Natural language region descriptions
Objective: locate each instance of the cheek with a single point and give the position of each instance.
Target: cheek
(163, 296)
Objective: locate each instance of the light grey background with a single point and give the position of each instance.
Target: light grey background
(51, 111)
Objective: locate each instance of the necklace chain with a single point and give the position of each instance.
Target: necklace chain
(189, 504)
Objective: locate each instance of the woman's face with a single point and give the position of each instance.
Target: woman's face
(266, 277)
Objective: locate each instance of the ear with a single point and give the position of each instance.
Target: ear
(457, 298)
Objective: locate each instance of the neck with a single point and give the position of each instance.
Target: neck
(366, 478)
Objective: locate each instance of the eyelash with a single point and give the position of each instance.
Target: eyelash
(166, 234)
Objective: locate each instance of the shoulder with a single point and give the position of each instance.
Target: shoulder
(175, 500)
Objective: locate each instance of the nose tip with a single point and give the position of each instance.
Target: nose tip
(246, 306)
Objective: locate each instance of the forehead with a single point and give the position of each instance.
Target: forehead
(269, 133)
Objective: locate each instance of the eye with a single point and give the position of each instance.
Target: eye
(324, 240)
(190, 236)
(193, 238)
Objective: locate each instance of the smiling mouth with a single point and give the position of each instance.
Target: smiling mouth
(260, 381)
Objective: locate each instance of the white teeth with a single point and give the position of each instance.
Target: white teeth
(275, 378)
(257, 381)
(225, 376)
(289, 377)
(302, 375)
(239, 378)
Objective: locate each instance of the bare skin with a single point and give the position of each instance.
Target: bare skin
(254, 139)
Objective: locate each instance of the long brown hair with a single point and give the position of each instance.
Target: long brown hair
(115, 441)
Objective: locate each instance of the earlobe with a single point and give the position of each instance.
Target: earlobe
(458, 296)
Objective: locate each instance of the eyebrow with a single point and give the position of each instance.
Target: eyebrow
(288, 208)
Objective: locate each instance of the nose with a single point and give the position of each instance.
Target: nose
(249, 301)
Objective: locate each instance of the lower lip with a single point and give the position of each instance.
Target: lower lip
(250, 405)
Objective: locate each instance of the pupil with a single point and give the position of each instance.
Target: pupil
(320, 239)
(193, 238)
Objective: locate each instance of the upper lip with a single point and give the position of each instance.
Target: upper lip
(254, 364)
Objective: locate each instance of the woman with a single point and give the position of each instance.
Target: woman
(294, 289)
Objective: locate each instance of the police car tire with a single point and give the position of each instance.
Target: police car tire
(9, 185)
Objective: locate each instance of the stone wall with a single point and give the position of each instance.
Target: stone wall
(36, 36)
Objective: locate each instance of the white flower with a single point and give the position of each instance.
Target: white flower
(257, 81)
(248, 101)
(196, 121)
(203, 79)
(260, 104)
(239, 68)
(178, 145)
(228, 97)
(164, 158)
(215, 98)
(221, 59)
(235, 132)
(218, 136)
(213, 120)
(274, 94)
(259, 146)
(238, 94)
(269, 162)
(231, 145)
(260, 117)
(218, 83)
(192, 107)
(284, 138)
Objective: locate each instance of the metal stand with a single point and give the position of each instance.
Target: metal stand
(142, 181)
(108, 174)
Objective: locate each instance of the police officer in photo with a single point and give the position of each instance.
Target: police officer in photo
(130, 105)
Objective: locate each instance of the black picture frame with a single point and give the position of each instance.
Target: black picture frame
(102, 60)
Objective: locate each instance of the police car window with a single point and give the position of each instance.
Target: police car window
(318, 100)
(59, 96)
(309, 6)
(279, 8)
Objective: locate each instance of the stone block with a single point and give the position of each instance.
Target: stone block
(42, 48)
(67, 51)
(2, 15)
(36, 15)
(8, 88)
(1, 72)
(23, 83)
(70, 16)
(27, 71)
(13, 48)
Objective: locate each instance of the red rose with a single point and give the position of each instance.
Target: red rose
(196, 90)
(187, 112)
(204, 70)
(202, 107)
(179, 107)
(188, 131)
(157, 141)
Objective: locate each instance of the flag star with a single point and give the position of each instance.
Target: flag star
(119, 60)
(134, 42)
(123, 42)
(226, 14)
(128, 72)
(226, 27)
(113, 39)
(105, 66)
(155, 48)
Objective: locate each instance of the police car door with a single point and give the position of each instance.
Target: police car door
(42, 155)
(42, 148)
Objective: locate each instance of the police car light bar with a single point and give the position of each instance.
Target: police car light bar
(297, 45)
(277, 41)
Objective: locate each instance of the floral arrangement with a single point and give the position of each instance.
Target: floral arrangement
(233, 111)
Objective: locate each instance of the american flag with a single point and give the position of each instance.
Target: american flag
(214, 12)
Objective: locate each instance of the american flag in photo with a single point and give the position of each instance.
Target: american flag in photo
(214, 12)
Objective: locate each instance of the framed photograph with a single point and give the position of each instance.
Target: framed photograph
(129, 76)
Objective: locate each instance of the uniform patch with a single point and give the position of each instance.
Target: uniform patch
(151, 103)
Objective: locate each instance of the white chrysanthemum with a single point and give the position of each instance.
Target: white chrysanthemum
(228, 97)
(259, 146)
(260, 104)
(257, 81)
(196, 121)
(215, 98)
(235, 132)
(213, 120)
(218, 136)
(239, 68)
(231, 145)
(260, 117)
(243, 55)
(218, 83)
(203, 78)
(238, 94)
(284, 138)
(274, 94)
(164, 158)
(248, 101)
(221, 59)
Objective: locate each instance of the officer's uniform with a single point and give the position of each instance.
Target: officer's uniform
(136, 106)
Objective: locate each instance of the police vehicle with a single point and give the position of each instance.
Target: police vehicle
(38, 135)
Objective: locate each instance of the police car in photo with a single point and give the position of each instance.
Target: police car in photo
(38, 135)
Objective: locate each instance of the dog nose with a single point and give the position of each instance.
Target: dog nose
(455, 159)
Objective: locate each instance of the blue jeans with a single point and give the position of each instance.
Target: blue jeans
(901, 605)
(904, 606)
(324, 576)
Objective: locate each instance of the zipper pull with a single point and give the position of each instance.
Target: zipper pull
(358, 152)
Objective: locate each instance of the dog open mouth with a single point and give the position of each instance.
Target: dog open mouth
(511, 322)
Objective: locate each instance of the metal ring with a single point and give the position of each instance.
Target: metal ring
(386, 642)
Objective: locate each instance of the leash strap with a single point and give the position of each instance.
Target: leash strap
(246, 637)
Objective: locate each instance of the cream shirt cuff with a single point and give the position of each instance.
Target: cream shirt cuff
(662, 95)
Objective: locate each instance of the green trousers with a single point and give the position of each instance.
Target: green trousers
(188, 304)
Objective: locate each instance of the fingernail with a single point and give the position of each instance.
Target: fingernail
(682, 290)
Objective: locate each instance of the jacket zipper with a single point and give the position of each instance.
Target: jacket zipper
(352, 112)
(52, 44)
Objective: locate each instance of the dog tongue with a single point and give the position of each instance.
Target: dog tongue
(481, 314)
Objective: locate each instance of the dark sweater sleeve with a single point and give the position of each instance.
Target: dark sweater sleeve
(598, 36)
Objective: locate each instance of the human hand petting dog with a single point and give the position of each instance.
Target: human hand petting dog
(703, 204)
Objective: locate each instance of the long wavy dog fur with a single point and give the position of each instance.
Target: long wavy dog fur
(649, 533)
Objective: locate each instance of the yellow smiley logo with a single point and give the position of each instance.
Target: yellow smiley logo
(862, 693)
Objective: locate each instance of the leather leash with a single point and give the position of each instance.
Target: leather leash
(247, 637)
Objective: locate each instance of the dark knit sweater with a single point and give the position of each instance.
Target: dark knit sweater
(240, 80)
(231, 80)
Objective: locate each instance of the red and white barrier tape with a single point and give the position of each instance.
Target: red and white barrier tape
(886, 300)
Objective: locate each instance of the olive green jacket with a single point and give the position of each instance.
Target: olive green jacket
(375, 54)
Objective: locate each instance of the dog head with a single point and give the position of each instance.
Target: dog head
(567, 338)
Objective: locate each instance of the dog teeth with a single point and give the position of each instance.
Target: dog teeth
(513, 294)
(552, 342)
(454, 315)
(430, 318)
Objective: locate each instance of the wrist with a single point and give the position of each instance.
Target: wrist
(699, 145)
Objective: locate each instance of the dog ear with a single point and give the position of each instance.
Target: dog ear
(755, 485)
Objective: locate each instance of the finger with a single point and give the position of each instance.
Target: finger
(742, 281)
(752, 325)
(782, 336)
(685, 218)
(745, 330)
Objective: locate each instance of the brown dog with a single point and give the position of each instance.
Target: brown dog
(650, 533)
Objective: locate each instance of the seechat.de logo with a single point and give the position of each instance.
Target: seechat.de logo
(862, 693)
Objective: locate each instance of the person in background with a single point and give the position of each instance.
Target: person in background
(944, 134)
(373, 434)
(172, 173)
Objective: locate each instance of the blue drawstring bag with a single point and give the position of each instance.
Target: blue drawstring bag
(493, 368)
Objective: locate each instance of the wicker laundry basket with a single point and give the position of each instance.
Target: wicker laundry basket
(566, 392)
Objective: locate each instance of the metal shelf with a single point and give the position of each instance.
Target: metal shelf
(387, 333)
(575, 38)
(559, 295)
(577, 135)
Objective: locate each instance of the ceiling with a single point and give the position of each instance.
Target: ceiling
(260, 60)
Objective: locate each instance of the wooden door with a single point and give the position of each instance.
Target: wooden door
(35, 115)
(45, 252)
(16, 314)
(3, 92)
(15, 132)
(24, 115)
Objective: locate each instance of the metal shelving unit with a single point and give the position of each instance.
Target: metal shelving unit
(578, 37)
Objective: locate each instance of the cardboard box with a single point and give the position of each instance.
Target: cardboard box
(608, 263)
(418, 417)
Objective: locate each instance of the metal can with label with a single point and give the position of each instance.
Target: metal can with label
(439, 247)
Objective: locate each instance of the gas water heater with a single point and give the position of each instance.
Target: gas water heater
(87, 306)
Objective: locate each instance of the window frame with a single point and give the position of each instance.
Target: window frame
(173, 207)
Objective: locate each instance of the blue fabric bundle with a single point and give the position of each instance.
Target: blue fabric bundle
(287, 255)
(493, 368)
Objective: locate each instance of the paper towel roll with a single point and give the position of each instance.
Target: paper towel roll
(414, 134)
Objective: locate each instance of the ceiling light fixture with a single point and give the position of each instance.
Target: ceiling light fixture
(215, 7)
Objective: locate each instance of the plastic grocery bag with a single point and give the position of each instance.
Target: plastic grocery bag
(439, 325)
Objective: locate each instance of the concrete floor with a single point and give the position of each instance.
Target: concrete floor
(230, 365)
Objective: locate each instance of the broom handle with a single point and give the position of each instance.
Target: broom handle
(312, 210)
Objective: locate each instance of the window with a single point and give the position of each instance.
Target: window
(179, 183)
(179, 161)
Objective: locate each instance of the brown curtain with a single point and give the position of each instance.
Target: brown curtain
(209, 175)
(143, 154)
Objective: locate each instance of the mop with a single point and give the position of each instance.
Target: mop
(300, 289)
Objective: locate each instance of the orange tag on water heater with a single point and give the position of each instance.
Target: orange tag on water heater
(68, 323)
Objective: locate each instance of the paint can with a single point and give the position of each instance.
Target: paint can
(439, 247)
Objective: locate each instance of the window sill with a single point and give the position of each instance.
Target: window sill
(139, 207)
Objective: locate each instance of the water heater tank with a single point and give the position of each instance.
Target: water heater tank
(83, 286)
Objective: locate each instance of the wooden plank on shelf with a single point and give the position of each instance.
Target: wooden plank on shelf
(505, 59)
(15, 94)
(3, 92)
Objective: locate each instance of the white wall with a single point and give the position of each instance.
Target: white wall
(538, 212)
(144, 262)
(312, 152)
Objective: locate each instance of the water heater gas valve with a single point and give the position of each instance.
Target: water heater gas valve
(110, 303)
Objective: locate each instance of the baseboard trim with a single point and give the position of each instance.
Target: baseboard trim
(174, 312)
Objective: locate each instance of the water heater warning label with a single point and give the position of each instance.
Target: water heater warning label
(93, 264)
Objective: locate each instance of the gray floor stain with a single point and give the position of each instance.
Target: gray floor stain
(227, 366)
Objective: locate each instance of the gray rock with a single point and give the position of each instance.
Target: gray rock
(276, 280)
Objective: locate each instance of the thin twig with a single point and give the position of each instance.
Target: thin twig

EXERCISE AIM:
Filter the entries above down to the lines that hold the word "thin", and copy those lines.

EXPECTED ANSWER:
Objective: locate each instance of the thin twig with a single point and give the position of each instance.
Target: thin twig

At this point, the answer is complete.